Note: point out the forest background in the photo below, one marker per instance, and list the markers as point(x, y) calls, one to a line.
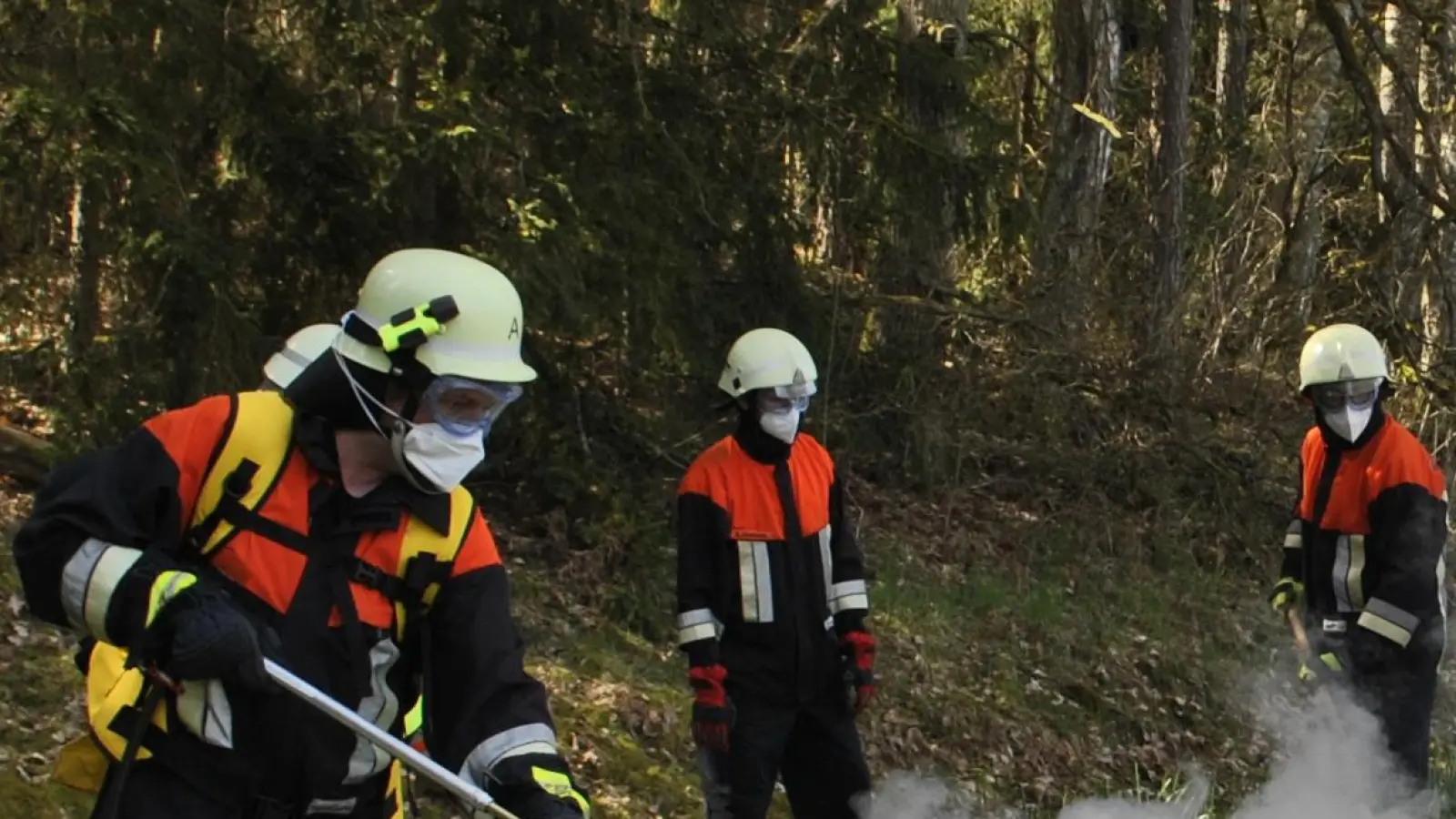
point(1056, 259)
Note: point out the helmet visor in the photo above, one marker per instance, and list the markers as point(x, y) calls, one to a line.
point(1339, 395)
point(771, 404)
point(465, 407)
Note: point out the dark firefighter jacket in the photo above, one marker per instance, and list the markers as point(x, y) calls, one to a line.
point(1368, 541)
point(101, 533)
point(768, 571)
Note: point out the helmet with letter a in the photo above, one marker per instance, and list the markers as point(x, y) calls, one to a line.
point(440, 329)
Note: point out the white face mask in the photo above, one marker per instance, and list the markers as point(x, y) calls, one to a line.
point(440, 458)
point(1350, 421)
point(783, 424)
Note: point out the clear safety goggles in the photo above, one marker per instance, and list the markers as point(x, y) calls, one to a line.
point(465, 407)
point(783, 398)
point(1336, 397)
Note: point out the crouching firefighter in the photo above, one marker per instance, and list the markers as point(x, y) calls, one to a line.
point(1366, 548)
point(322, 526)
point(772, 601)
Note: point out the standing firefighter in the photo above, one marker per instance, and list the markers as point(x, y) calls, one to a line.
point(1366, 550)
point(325, 528)
point(772, 601)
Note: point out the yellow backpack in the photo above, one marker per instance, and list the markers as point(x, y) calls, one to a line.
point(254, 453)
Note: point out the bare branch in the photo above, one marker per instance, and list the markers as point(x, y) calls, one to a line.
point(1369, 101)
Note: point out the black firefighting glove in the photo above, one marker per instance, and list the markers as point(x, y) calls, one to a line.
point(538, 785)
point(194, 632)
point(713, 710)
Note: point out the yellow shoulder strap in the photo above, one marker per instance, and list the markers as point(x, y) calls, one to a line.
point(421, 538)
point(249, 462)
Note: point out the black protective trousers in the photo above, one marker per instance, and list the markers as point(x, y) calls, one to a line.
point(1402, 697)
point(813, 746)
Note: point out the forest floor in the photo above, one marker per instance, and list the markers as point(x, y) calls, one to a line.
point(1041, 642)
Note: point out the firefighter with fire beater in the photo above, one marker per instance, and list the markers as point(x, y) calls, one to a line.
point(325, 528)
point(1365, 552)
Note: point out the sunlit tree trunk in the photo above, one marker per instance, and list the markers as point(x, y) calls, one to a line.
point(1087, 67)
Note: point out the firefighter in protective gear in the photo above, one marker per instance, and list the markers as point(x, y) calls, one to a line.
point(772, 601)
point(1366, 548)
point(298, 353)
point(322, 526)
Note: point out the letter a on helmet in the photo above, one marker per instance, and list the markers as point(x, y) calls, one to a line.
point(450, 314)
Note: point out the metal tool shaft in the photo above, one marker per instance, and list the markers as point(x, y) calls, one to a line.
point(397, 748)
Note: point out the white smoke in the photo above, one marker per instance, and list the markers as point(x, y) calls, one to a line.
point(1331, 763)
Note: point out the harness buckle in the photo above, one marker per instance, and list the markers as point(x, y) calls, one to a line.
point(369, 574)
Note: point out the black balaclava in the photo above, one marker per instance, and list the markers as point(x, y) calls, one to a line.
point(324, 389)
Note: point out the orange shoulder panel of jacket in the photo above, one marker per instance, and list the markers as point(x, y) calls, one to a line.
point(191, 438)
point(1312, 439)
point(699, 477)
point(478, 550)
point(1404, 460)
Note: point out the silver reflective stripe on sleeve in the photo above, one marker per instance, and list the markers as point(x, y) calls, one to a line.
point(1295, 535)
point(849, 596)
point(1349, 571)
point(698, 624)
point(827, 560)
point(87, 581)
point(380, 705)
point(1392, 622)
point(535, 738)
point(754, 581)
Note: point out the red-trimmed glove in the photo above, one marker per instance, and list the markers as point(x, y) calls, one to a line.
point(713, 712)
point(858, 649)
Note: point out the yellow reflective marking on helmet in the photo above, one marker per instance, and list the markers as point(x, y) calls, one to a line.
point(426, 319)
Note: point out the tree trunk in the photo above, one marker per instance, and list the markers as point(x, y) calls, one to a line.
point(1305, 203)
point(1401, 210)
point(1169, 174)
point(1232, 75)
point(1088, 62)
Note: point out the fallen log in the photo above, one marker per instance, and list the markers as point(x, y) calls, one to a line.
point(24, 458)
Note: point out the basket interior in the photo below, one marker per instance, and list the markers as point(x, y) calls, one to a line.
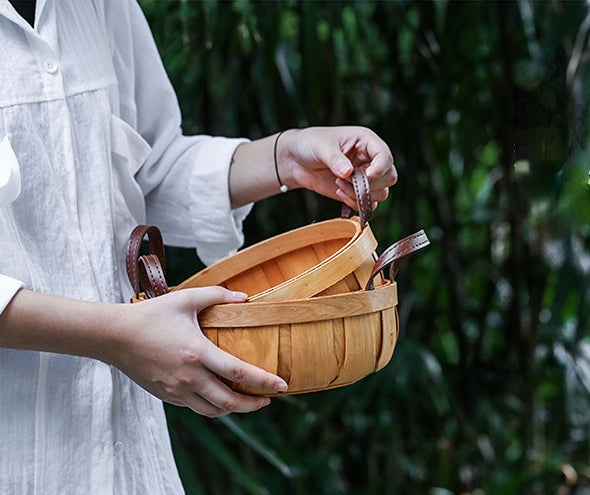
point(272, 262)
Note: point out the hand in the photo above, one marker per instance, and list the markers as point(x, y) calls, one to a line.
point(167, 354)
point(322, 159)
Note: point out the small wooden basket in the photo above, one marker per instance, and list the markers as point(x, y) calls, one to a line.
point(327, 257)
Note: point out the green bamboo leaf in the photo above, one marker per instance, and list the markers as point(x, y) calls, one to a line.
point(212, 443)
point(257, 445)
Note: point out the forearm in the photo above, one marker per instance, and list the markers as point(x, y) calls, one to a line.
point(35, 321)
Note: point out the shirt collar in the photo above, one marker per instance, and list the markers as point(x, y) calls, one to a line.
point(8, 11)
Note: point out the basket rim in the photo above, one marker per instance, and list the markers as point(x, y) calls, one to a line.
point(284, 243)
point(272, 313)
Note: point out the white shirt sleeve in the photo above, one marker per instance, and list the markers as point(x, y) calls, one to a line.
point(185, 178)
point(8, 288)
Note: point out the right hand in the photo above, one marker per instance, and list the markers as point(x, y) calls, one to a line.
point(164, 351)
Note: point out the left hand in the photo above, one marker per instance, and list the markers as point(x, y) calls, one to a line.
point(322, 159)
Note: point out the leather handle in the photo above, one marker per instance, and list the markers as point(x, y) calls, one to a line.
point(362, 189)
point(395, 254)
point(151, 275)
point(155, 246)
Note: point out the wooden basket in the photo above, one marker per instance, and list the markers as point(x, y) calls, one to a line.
point(313, 344)
point(321, 316)
point(327, 257)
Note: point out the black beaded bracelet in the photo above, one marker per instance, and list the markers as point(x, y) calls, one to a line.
point(283, 187)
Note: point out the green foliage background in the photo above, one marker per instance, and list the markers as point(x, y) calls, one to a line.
point(485, 106)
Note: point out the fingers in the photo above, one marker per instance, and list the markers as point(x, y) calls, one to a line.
point(217, 399)
point(235, 370)
point(203, 297)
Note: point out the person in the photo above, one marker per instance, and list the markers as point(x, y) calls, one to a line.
point(91, 145)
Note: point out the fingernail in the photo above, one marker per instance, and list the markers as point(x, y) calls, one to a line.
point(344, 169)
point(281, 386)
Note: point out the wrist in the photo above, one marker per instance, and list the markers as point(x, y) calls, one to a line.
point(286, 155)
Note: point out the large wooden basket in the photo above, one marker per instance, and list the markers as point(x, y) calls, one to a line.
point(321, 314)
point(313, 344)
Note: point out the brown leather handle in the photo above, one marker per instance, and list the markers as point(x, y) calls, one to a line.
point(362, 189)
point(395, 254)
point(151, 275)
point(155, 246)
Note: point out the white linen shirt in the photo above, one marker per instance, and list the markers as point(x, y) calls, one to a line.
point(90, 146)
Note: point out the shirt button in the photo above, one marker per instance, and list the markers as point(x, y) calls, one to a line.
point(50, 66)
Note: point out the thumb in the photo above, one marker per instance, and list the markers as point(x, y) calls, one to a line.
point(202, 297)
point(339, 164)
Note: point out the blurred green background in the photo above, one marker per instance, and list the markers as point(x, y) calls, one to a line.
point(485, 107)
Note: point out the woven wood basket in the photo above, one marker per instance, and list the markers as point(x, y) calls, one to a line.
point(322, 314)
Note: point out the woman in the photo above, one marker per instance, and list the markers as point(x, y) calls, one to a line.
point(90, 146)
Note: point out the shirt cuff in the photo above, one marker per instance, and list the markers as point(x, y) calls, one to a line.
point(218, 229)
point(8, 288)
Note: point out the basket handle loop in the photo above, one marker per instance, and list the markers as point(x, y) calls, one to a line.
point(151, 275)
point(155, 247)
point(360, 182)
point(395, 254)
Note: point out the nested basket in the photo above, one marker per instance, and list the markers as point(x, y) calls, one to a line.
point(320, 313)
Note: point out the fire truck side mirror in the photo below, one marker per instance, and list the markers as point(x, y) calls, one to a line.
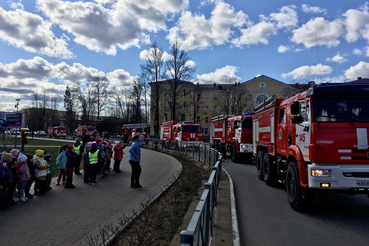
point(295, 108)
point(297, 119)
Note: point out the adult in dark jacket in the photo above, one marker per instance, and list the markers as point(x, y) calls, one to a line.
point(78, 149)
point(94, 158)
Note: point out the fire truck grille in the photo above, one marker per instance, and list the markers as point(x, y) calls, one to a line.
point(357, 175)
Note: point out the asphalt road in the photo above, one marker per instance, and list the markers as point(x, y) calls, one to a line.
point(265, 217)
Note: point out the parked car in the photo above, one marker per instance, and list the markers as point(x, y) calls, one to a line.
point(41, 134)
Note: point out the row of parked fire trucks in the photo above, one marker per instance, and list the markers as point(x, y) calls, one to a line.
point(315, 140)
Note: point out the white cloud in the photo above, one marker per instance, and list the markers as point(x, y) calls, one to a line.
point(357, 22)
point(255, 34)
point(17, 5)
point(337, 58)
point(221, 76)
point(359, 70)
point(287, 18)
point(318, 31)
point(283, 48)
point(304, 71)
point(356, 51)
point(122, 25)
point(196, 32)
point(306, 8)
point(24, 77)
point(32, 33)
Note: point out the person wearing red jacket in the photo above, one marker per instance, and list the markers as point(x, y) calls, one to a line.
point(23, 139)
point(118, 155)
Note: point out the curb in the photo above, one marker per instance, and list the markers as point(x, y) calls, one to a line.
point(235, 232)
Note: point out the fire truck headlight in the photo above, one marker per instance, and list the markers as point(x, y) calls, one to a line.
point(321, 173)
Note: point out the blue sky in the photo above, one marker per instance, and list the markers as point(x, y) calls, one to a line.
point(47, 44)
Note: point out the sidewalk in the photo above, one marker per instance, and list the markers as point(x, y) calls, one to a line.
point(65, 216)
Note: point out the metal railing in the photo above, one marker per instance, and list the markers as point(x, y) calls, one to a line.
point(200, 228)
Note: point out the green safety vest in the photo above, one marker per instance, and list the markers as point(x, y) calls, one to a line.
○ ○ ○ ○ ○
» **Objective**: Return exactly the lines of the data, and only those, from the line with "Note: point out the blue" through the last line, inclusive.

» **Output**:
Note: point out the blue sky in the photo above, one marker per instance, and list the markers as point(x, y) calls, one to a line.
point(47, 44)
Note: point out the sidewalk in the photo above, one marker per instance, and list the markers as point(x, y) calls, one to a line.
point(65, 216)
Note: point out the metal railing in the photo above, one marker per instance, and list the markers as point(x, y) calls, one to a line.
point(200, 228)
Note: point out the green safety vest in the photo above, one marker per instance, and list the markers as point(x, y) calls, one to a line.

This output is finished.